━━━ 原文 ━━━

"""
【语音识别模块】Speech Recognition (Offline)
使用麦克风进行实时语音识别,基于 Vosk 离线模型
支持单次识别 & 持续监听模式
"""
import threading
import time
import logging
import json
import numpy as np
from database import config
from Progress.utils.logger_utils import log_time, log_step, log_var, log_call
from Progress.utils.logger_config import setup_logger
from vosk import Model, KaldiRecognizer
import pyaudio
# --- 配置参数 ---
VOICE_TIMEOUT = config.timeout # 最大等待语音输入时间(秒)
VOICE_PHRASE_TIMEOUT = config.phrase_timeout # 单句话最长录音时间
VOICE_RECOGNITION_LANGUAGE = config.lang # 如 'zh-CN', 'en-US'
VOSK_MODEL_PATH = "./vosk-model-small-cn-0.22"
# --- 初始化日志器 ---
logger = logging.getLogger("ai_assistant")
class SpeechRecognizer:
def __init__(self):
self.model = None
self.recognizer = None
self.audio = None
self.is_listening = False
self.callback = None # 用户注册的回调函数:callback(text)
self._last_text = ""
self._listen_thread = None
self.sample_rate = 16000 # Vosk 要求采样率 16kHz
self.chunk_size = 8000 # 每次读取帧大小(字节),可根据性能调整
self._load_model()
self._calibrate_noise()
@log_step("加载 Vosk 离线模型")
@log_time
def _load_model(self):
"""加载本地 Vosk 模型"""
try:
logger.info(f"📦 正在加载模型: {VOSK_MODEL_PATH}")
self.model = Model(VOSK_MODEL_PATH)
log_call("✅ 模型加载成功")
except Exception as e:
logger.critical(f"🔴 加载 Vosk 模型失败,请确认路径正确并下载模型: {e}")
raise RuntimeError("Failed to load Vosk model") from e
@log_step("校准环境噪音(初始化音频流)")
@log_time
def _calibrate_noise(self):
"""启动音频流并准备识别器"""
try:
self.audio = pyaudio.PyAudio()
stream = self.audio.open(
format=pyaudio.paInt16,
channels=1,
rate=self.sample_rate,
input=True,
frames_per_buffer=self.chunk_size
)
# 创建识别器
self.recognizer = KaldiRecognizer(self.model, self.sample_rate)
stream.close() # 关闭临时流
logger.debug("✅ 音频系统初始化完成")
except Exception as e:
logger.exception("❌ 初始化音频失败")
raise
@property
def last_text(self) -> str:
return self._last_text
def is_available(self) -> bool:
"""检查麦克风是否可用"""

━━━ 数据记录 ━━━

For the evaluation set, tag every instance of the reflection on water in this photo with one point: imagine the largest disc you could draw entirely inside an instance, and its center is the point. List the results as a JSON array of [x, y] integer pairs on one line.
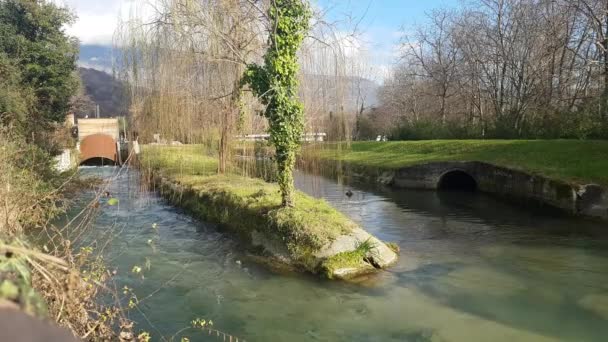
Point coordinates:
[[471, 269]]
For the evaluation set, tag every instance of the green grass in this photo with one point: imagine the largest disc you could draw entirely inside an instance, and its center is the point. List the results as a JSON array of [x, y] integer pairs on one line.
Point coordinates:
[[568, 160], [244, 204]]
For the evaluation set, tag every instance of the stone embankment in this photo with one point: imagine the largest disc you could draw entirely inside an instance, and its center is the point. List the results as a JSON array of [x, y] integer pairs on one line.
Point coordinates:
[[312, 236]]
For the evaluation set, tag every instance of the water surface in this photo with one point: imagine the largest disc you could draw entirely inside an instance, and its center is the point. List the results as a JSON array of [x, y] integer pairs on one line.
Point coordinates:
[[471, 269]]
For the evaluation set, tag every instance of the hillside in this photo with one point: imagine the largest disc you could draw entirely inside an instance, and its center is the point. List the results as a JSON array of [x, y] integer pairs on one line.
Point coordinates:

━━━

-- 任务说明 --
更新语音识别模块代码：从“VOICE_PHRASE_TIMEOUT = config.phrase_timeout”一直往下到“None # 用户注册的回调函数:callback(text)”的全部内容重新写出，并把其中的“ai_assistant”换成“voice_assistant”。

-- 参考答案 --
VOICE_PHRASE_TIMEOUT = config.phrase_timeout # 单句话最长录音时间
VOICE_RECOGNITION_LANGUAGE = config.lang # 如 'zh-CN', 'en-US'
VOSK_MODEL_PATH = "./vosk-model-small-cn-0.22"
# --- 初始化日志器 ---
logger = logging.getLogger("voice_assistant")
class SpeechRecognizer:
def __init__(self):
self.model = None
self.recognizer = None
self.audio = None
self.is_listening = False
self.callback = None # 用户注册的回调函数:callback(text)